Task prompt –
Answer these questions from the article on becoming a natural healing practitioner:
1. According to the Bureau of Labor Statistics, how many people worked as massage therapists in 2012?
2. Where do chiropractors typically work?
3. What degree program must a student complete to become a chiropractor?

Extract to read –
How to Become a Natural Healing Practitioner

Overview and Job Duties

As people become increasingly health-conscious, they begin to take large strides toward improving their overall wellbeing. In addition to eating a healthy diet and getting proper exercise, for some people this also means investigating alternative therapies for medical issues. Sometimes this comes from a fear or distrust of doctors and modern medicine; other times, people simply prefer a more holistic approach to managing various illnesses and ailments. Whatever their reason, rather than attempting to deal with complicated health issues through self-medication and all its possible side effects, they turn to a natural healing practitioner to provide a safe, effective, reliable, and natural treatment.

Natural healing practitioners have a very thorough understanding of natural and alternative medicine in many forms. On the surface, the basic process is the same as with any other physician; natural healers assess patients to diagnose a disease, illness, or injury, discusses options with the patient, and then administers a treatment regimen. But rather than using chemical substances or medication, they rely on non-invasive, drug-free methods to treat their patients. As opposed to injecting medicines or cutting open the body, natural healers provide alternate methods of helping injuries heal gradually over time without pharmaceutical or surgical intervention.

Some of the specialties in this healthcare field are herbal medicine, acupuncture, massage therapy, homeopathic medicine, reflexology, and others. Massage therapists manipulate hands, feet,legs, arms, and any other ailing body part to relax and improve tired and overworked muscles. Chiropractors use physical therapy and spinal manipulation to treat problems relating to bones, muscles, and tendons that cause patients back or neck pain.

Job Outlook

Natural healing practitioners can be found in a surprising number of different locations, including hospitals, health clinics, outpatient care centers,and private clinics. Meanwhile, massage therapists tend to work in spas and gyms,while chiropractors typically have private practices.

The Bureau of Labor Statistics reported 63,810 people worked as massage therapists in 2012, while there were an estimated 27,510 practicing chiropractors.

Salary

According to the Bureau of Labor Statistics, natural healing practitioners earn an average annual salary of around $39,920. Depending on specialty and location, this figure can vary widely. That same report noted that chiropractors in particular could earn as much as $78,780 annually.

Education Requirements

Despite what the name might suggest, one cannot become a natural healing practitioner without proper training, education, and licensure. Professionals must have at least an associate’s degree consisting of coursework in physiology, anatomy, biology, botany, herbal medicine, and naturopathic medicine. They must also have at least 1-2 years of supervised experience and relevant training before being allowed to practice on their own. Certain specializations have different requirements, though; to become a chiropractor, a student must complete a four-year Doctor of Chiropractic Medicine (D.C.) degree program and become licensed in the state in which he or she wants to practice. As educational and licensing requirements vary from one state to another, check with your state health board to find out exactly what you need to become a legal and successful natural healing practitioner in your area.

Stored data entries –
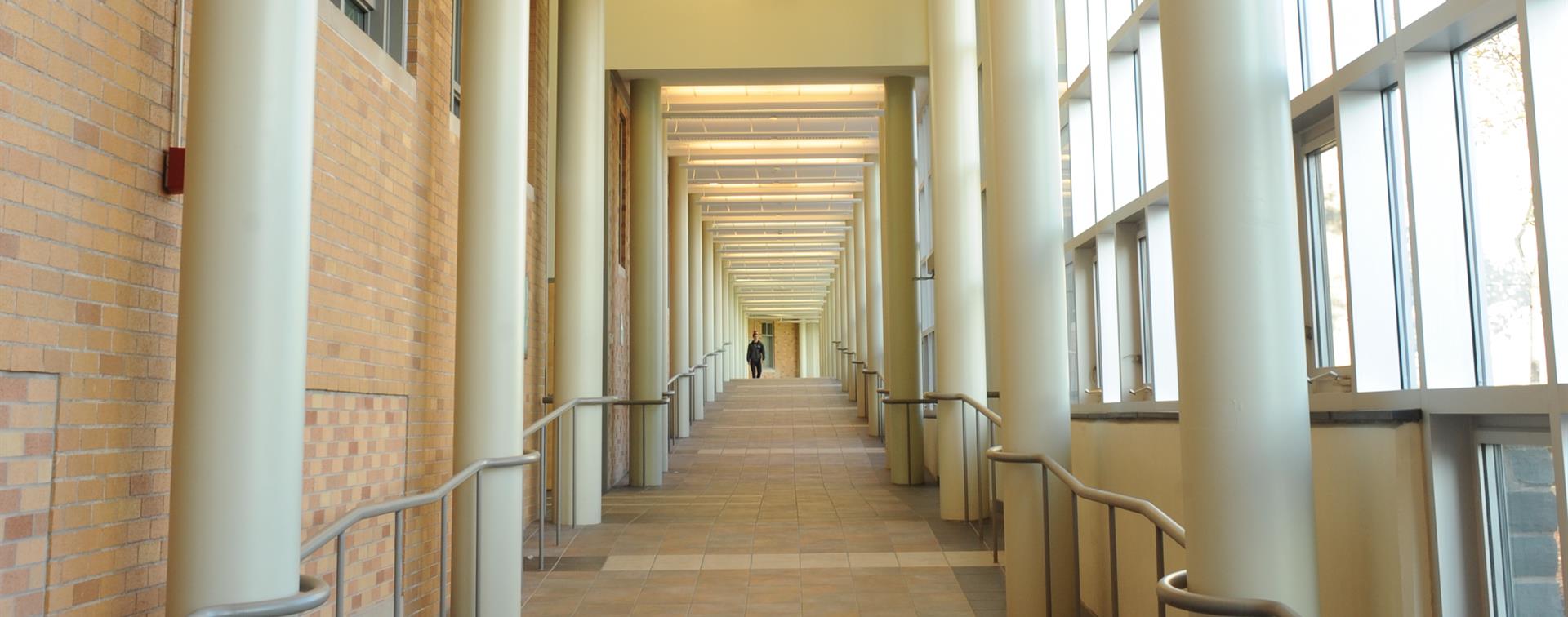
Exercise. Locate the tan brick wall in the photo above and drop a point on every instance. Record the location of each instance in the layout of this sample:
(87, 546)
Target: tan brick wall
(354, 453)
(27, 448)
(90, 267)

Solution for this exercise –
1. 63,810
2. In private practices
3. A four-year Doctor of Chiropractic Medicine (D.C.) degree program